**Instruction:** Convert the lines below into a JSON list of strings, with one string per line and any blank lines left out.

Source lines

◇ ◇ ◇

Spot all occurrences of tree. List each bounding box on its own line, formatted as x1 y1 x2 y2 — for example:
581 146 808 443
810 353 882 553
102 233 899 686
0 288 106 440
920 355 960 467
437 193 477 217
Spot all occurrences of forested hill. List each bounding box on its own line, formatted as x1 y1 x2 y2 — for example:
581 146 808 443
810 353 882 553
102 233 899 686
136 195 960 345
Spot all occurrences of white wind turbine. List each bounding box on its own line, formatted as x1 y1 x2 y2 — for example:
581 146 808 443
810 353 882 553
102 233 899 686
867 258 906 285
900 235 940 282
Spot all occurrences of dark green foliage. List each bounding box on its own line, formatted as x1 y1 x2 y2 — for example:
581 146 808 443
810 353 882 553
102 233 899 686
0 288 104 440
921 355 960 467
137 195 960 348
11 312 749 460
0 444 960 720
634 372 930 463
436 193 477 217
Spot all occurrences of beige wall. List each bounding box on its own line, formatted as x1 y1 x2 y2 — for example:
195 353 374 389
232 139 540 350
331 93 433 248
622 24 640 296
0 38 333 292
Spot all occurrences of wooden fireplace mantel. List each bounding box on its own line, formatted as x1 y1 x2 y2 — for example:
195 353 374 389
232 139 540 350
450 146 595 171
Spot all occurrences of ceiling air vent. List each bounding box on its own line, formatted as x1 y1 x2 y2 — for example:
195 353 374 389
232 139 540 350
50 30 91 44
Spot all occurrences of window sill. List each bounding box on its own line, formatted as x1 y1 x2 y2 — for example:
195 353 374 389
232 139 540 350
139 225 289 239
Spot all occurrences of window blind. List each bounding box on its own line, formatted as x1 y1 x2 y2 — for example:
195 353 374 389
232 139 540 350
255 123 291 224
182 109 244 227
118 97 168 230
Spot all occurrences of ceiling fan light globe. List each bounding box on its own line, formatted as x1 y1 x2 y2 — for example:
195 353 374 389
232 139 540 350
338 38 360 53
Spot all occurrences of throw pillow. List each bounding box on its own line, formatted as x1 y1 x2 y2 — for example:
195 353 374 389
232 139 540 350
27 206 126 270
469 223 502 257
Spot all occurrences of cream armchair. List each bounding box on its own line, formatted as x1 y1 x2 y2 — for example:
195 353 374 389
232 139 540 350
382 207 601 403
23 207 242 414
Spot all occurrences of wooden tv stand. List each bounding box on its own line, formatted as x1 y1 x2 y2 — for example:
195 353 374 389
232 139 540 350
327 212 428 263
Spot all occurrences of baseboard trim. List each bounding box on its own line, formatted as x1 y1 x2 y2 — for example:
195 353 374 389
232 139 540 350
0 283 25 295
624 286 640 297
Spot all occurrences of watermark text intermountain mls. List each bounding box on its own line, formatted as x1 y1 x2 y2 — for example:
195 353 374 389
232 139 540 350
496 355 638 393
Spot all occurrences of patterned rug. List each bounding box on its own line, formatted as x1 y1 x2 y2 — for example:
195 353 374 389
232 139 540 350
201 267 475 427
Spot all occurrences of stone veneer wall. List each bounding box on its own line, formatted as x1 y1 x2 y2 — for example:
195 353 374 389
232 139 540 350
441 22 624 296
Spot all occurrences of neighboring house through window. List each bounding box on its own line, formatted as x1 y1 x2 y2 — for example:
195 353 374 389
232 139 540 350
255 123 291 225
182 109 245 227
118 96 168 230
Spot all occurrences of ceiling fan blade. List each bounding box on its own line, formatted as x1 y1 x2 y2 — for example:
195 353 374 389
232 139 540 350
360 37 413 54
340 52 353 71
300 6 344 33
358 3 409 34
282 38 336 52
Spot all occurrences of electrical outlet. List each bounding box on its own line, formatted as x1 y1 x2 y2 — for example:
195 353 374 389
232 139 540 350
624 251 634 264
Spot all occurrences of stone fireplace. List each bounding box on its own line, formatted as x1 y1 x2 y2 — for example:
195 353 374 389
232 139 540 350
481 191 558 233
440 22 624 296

◇ ◇ ◇

**Answer for this exercise:**
[
  "Spot all occurrences of tree. List each bounding box on its own line, formatted as x1 y1 x2 y2 — for example:",
  "581 146 808 443",
  "810 353 882 553",
  "102 233 899 686",
  "0 288 106 440",
  "920 355 960 467",
  "437 193 477 217",
  "Spot all occurrences of forested hill. List each bounding box on its own line, formatted as x1 y1 x2 y2 — for example:",
  "581 146 808 443",
  "810 353 882 553",
  "102 233 899 686",
  "136 195 960 345",
  "Spot all occurrences of white wind turbine. List each bounding box on its own line, formatted as x1 y1 x2 y2 — for example:",
  "581 146 808 443",
  "810 353 882 553",
  "102 233 899 686",
  "867 258 906 285",
  "900 235 940 282",
  "Spot all occurrences of dark green foliage. List each bounding box on its own line, formatted as x1 y1 x2 y2 — for example:",
  "581 146 808 443",
  "810 353 882 553",
  "102 233 899 686",
  "0 288 104 440",
  "921 355 960 467",
  "137 195 960 348",
  "11 312 749 460",
  "0 444 960 720",
  "634 372 930 463",
  "436 193 477 217",
  "Spot all occurrences of beige wall. List each bounding box on its own line, formatted as x1 y1 x2 y2 — for example:",
  "195 353 374 389",
  "232 139 540 350",
  "331 93 433 248",
  "622 24 640 296",
  "0 38 333 292",
  "Spot all occurrences of wooden fireplace mantel. List each bounding box on its own line, formatted as x1 y1 x2 y2 — for example:",
  "195 353 374 389",
  "232 139 540 350",
  "450 146 595 171",
  "Spot all occurrences of ceiling air vent. List each bounding box on its own line, formatted as x1 y1 x2 y2 — for example:",
  "195 353 374 389",
  "232 139 540 350",
  "50 30 91 44",
  "Spot all occurrences of window sill. List each bounding box on its own line, formatted as x1 y1 x2 y2 — for example:",
  "195 353 374 389",
  "232 139 540 350",
  "139 225 289 239",
  "Spot all occurrences of window blind. List each bounding box on its own line, formatted as x1 y1 x2 y2 — for example:",
  "195 353 374 389",
  "232 139 540 350",
  "255 123 291 224",
  "182 109 244 227",
  "118 97 168 230",
  "Spot all occurrences of ceiling fan light globe. List each bounding box on its own line, formatted as x1 y1 x2 y2 — for example:",
  "195 353 374 389",
  "232 139 540 350",
  "338 38 360 53",
  "Spot all occurrences of throw pillow. List each bounding box on its own line, formatted as x1 y1 x2 y2 — for example:",
  "195 353 374 389",
  "232 139 540 350",
  "27 206 126 270",
  "469 223 502 257",
  "Spot all occurrences of cream armchair. List each bounding box on its own line, formatted as x1 y1 x2 y2 — for example:",
  "195 353 374 389",
  "232 139 540 350",
  "382 207 601 403",
  "23 207 242 414",
  "Spot all occurrences of wooden tv stand. List each bounding box on its own line, formatted as x1 y1 x2 y2 — for example:",
  "195 353 374 389",
  "232 139 540 350",
  "327 212 428 263",
  "Spot all occurrences of baseboard trim. List each bounding box on its own line, formatted as x1 y1 x2 y2 — for example:",
  "195 353 374 389",
  "232 139 540 350",
  "0 283 25 295",
  "624 286 640 297",
  "Spot all occurrences of watermark text intermountain mls. List each bounding box on its own line, formatted as x1 y1 x2 y2 — for example:",
  "195 353 374 389",
  "232 139 540 350",
  "496 355 638 393",
  "Spot all occurrences of patterned rug. List each bounding box on its own line, formatted as x1 y1 x2 y2 — for example:",
  "195 353 374 389",
  "232 139 540 350",
  "201 267 475 427",
  "Spot all occurrences of stone veneer wall. List each bounding box on its own line, formatted as x1 y1 x2 y2 — for example:",
  "195 353 374 389",
  "232 139 540 350",
  "441 22 624 296",
  "Spot all occurrences of neighboring house through window. List each bounding box on its own line, formatted as x1 y1 x2 y2 — for example:",
  "195 353 374 389",
  "232 139 540 350",
  "255 123 291 225",
  "182 109 245 227",
  "118 96 168 230",
  "Spot all occurrences of ceiling fan blade. List each bounding box on its own line, formatted as x1 y1 x2 y2 — for example:",
  "195 353 374 389",
  "232 139 540 350",
  "360 37 413 54",
  "340 52 353 71",
  "300 6 344 33",
  "358 3 409 34",
  "282 38 336 52",
  "Spot all occurrences of electrical outlet. List each bounding box on its own line, formatted as x1 y1 x2 y2 — for example:",
  "195 353 374 389",
  "232 139 540 350",
  "624 251 634 264",
  "Spot all occurrences of stone fireplace. List each bounding box on its own line, formatted as x1 y1 x2 y2 — for example:",
  "195 353 374 389",
  "232 139 540 350",
  "481 191 558 233",
  "440 22 624 296"
]